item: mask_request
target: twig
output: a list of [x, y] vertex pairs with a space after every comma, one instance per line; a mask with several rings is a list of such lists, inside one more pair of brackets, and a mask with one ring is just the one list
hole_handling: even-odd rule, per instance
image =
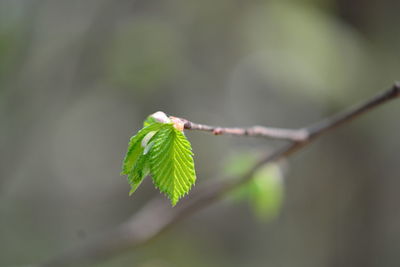
[[307, 132], [303, 129], [282, 129], [264, 126], [252, 126], [248, 128], [225, 128], [198, 124], [186, 119], [181, 119], [185, 122], [184, 128], [187, 130], [198, 130], [212, 132], [215, 135], [237, 135], [251, 137], [265, 137], [273, 139], [284, 139], [289, 141], [303, 141], [307, 138]]
[[[115, 254], [121, 253], [122, 251], [143, 245], [157, 237], [169, 227], [175, 225], [175, 223], [193, 213], [196, 213], [200, 209], [211, 205], [227, 193], [239, 187], [241, 184], [252, 179], [253, 174], [264, 164], [292, 155], [296, 151], [310, 144], [317, 137], [341, 126], [344, 123], [350, 122], [352, 119], [364, 114], [365, 112], [399, 96], [400, 84], [396, 83], [391, 89], [350, 109], [349, 111], [339, 113], [338, 115], [323, 120], [315, 125], [300, 129], [299, 132], [305, 133], [301, 140], [293, 141], [280, 150], [264, 156], [247, 173], [238, 179], [223, 180], [214, 183], [213, 185], [203, 186], [194, 192], [189, 199], [185, 200], [182, 205], [178, 205], [173, 209], [168, 207], [167, 201], [161, 201], [159, 199], [153, 200], [137, 212], [135, 216], [116, 229], [92, 240], [86, 245], [67, 251], [40, 266], [79, 266], [81, 264], [100, 262], [106, 258], [114, 256]], [[194, 124], [189, 121], [186, 122], [186, 129], [205, 131], [214, 131], [216, 129], [212, 126]], [[225, 129], [224, 133], [232, 134], [231, 128], [222, 129]], [[246, 132], [246, 129], [235, 129], [238, 130], [238, 135], [248, 135], [239, 134], [239, 132]], [[236, 132], [236, 130], [233, 132]], [[296, 131], [297, 130], [294, 132]]]

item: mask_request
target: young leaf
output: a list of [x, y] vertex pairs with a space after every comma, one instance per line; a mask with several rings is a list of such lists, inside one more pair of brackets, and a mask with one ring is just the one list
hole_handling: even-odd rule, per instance
[[132, 136], [129, 145], [128, 151], [126, 152], [123, 164], [122, 164], [122, 172], [121, 174], [129, 175], [132, 171], [132, 168], [135, 166], [136, 160], [143, 153], [144, 148], [142, 147], [142, 139], [150, 132], [157, 131], [161, 127], [166, 124], [154, 122], [152, 124], [148, 124], [146, 127], [141, 129], [136, 135]]
[[182, 120], [158, 111], [129, 142], [121, 174], [128, 175], [133, 194], [151, 174], [154, 184], [176, 205], [196, 180], [192, 148]]
[[136, 189], [142, 183], [143, 179], [150, 173], [148, 152], [154, 145], [154, 142], [150, 142], [150, 140], [156, 133], [156, 131], [151, 131], [146, 134], [142, 139], [141, 144], [143, 147], [143, 153], [138, 157], [135, 165], [128, 175], [128, 182], [131, 185], [131, 191], [129, 192], [129, 195], [132, 195], [136, 191]]
[[[255, 153], [241, 153], [232, 157], [225, 172], [230, 176], [242, 175], [257, 161]], [[247, 200], [258, 219], [274, 219], [282, 207], [284, 198], [283, 174], [281, 166], [270, 163], [255, 172], [253, 179], [230, 194], [235, 201]]]
[[139, 185], [142, 183], [143, 179], [150, 172], [149, 164], [147, 161], [147, 154], [142, 154], [137, 159], [135, 166], [132, 168], [132, 171], [128, 175], [128, 182], [131, 185], [131, 191], [129, 195], [132, 195]]
[[147, 119], [143, 122], [143, 127], [149, 126], [153, 123], [157, 123], [157, 120], [152, 116], [148, 116]]
[[153, 137], [149, 151], [150, 172], [154, 184], [173, 206], [187, 194], [196, 181], [192, 148], [185, 135], [167, 124]]
[[277, 164], [267, 164], [254, 174], [249, 202], [253, 212], [263, 221], [278, 216], [284, 197], [282, 171]]

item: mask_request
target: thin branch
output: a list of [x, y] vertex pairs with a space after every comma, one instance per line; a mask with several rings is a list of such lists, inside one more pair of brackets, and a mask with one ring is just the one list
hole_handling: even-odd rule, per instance
[[[91, 240], [89, 243], [76, 247], [40, 266], [79, 266], [81, 264], [100, 262], [123, 251], [141, 246], [157, 237], [182, 219], [210, 206], [223, 196], [252, 179], [253, 174], [264, 164], [291, 156], [293, 153], [312, 143], [317, 137], [330, 130], [350, 122], [354, 118], [389, 100], [400, 97], [400, 84], [348, 111], [339, 113], [310, 127], [300, 129], [306, 133], [300, 141], [286, 144], [280, 150], [262, 157], [247, 173], [237, 179], [223, 180], [206, 184], [194, 190], [189, 199], [181, 205], [170, 208], [167, 201], [156, 199], [144, 206], [127, 222], [114, 230]], [[186, 129], [214, 131], [213, 127], [191, 123]], [[227, 128], [225, 128], [227, 129]], [[229, 129], [229, 128], [228, 128]], [[238, 128], [240, 129], [240, 128]], [[242, 129], [243, 130], [243, 129]], [[299, 130], [299, 131], [300, 131]], [[227, 131], [226, 133], [228, 133]], [[240, 132], [240, 131], [239, 131]]]
[[265, 137], [273, 139], [284, 139], [289, 141], [303, 141], [307, 138], [307, 132], [303, 129], [282, 129], [264, 126], [252, 126], [248, 128], [225, 128], [218, 126], [210, 126], [198, 124], [186, 119], [184, 121], [184, 128], [187, 130], [197, 130], [211, 132], [215, 135], [237, 135], [237, 136], [251, 136], [251, 137]]
[[348, 123], [351, 120], [357, 118], [361, 114], [386, 103], [389, 100], [400, 97], [400, 82], [396, 82], [392, 88], [383, 91], [375, 97], [371, 98], [365, 103], [361, 103], [348, 111], [339, 113], [331, 118], [325, 119], [319, 123], [316, 123], [307, 128], [310, 138], [315, 138], [324, 134], [327, 131], [333, 130], [334, 128], [341, 126], [343, 123]]

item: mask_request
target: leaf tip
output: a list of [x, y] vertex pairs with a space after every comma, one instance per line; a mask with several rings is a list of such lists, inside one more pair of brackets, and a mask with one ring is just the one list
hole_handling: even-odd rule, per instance
[[176, 204], [179, 202], [179, 197], [172, 197], [170, 198], [172, 207], [175, 207]]
[[135, 193], [136, 189], [131, 188], [131, 190], [129, 190], [129, 196], [132, 196], [133, 193]]

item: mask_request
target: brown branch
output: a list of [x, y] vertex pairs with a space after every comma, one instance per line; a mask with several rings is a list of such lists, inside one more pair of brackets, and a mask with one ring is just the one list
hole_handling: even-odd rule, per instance
[[212, 132], [215, 135], [237, 135], [237, 136], [251, 136], [251, 137], [265, 137], [273, 139], [284, 139], [289, 141], [303, 141], [307, 138], [307, 132], [304, 129], [282, 129], [264, 126], [252, 126], [248, 128], [225, 128], [217, 126], [209, 126], [198, 124], [186, 119], [184, 121], [184, 128], [187, 130], [198, 130], [205, 132]]
[[[198, 190], [195, 190], [189, 199], [183, 201], [181, 205], [173, 209], [169, 207], [167, 201], [160, 199], [153, 200], [116, 229], [103, 234], [85, 245], [73, 248], [40, 266], [79, 266], [81, 264], [100, 262], [128, 249], [143, 245], [180, 220], [211, 205], [233, 189], [250, 180], [255, 171], [264, 164], [292, 155], [310, 144], [317, 137], [397, 97], [400, 97], [399, 83], [394, 84], [391, 89], [361, 105], [310, 127], [300, 129], [299, 132], [306, 133], [304, 138], [299, 141], [293, 141], [272, 154], [265, 155], [247, 173], [238, 177], [238, 179], [223, 180], [197, 188]], [[188, 123], [188, 121], [185, 123], [186, 129], [205, 131], [214, 131], [216, 129], [211, 126]], [[224, 133], [232, 134], [232, 128], [223, 129], [225, 129]], [[239, 134], [240, 132], [243, 133], [243, 131], [245, 132], [246, 129], [235, 128], [233, 132], [237, 132], [238, 135], [246, 135]]]

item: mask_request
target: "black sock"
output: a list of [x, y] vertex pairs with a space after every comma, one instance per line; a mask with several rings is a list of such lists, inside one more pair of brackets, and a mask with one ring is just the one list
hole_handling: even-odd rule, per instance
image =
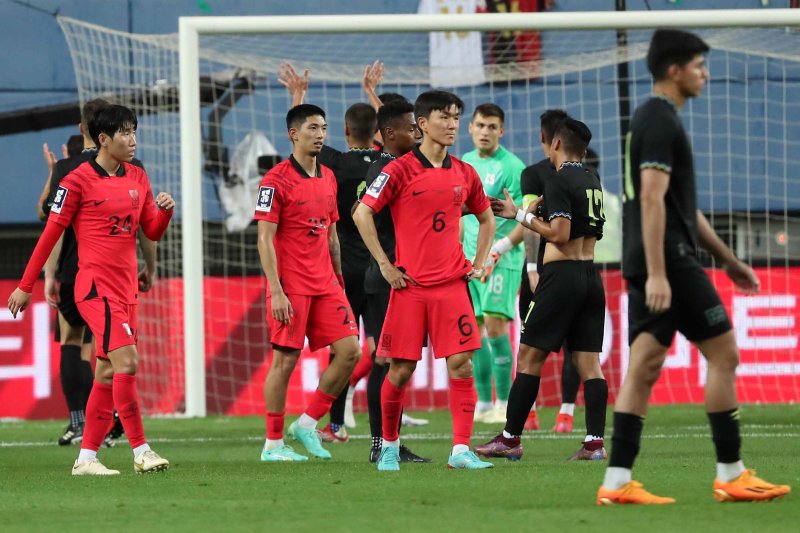
[[367, 410], [369, 411], [369, 432], [373, 438], [383, 434], [381, 415], [381, 387], [386, 378], [386, 365], [375, 363], [367, 378]]
[[[70, 413], [83, 411], [86, 407], [83, 401], [83, 378], [81, 376], [81, 347], [71, 344], [61, 345], [61, 390], [67, 401]], [[70, 423], [74, 423], [70, 419]]]
[[[350, 383], [348, 382], [345, 385], [342, 392], [339, 393], [339, 396], [333, 400], [333, 404], [331, 404], [331, 425], [337, 425], [339, 427], [344, 425], [344, 407], [347, 403], [347, 389], [350, 388]], [[336, 428], [338, 429], [338, 428]], [[335, 430], [334, 430], [335, 431]]]
[[608, 383], [602, 378], [583, 382], [583, 400], [586, 402], [586, 434], [603, 438], [606, 431]]
[[522, 428], [528, 413], [539, 394], [539, 376], [517, 372], [511, 392], [508, 393], [508, 408], [506, 409], [505, 430], [514, 437], [522, 435]]
[[89, 394], [92, 393], [92, 384], [94, 383], [94, 374], [92, 373], [92, 363], [81, 359], [81, 389], [83, 391], [82, 402], [83, 409], [86, 410], [86, 403], [89, 401]]
[[631, 413], [614, 413], [614, 436], [611, 437], [611, 457], [608, 466], [633, 468], [633, 462], [639, 455], [639, 443], [642, 440], [644, 418]]
[[708, 413], [711, 438], [717, 449], [718, 463], [735, 463], [741, 459], [742, 436], [739, 433], [739, 408]]
[[575, 368], [575, 361], [572, 360], [572, 352], [564, 350], [564, 366], [561, 368], [561, 403], [575, 403], [580, 388], [581, 377]]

━━━━━━━━━━━━━━━━━━━━━━━━━━━━━━

→ Action item: Identify each line in the records above that contains the word "target", and copy it out in full.

→ Exercise solution:
target: twig
target: young leaf
target: thin branch
target: leaf tip
target: brown branch
target: "black sock"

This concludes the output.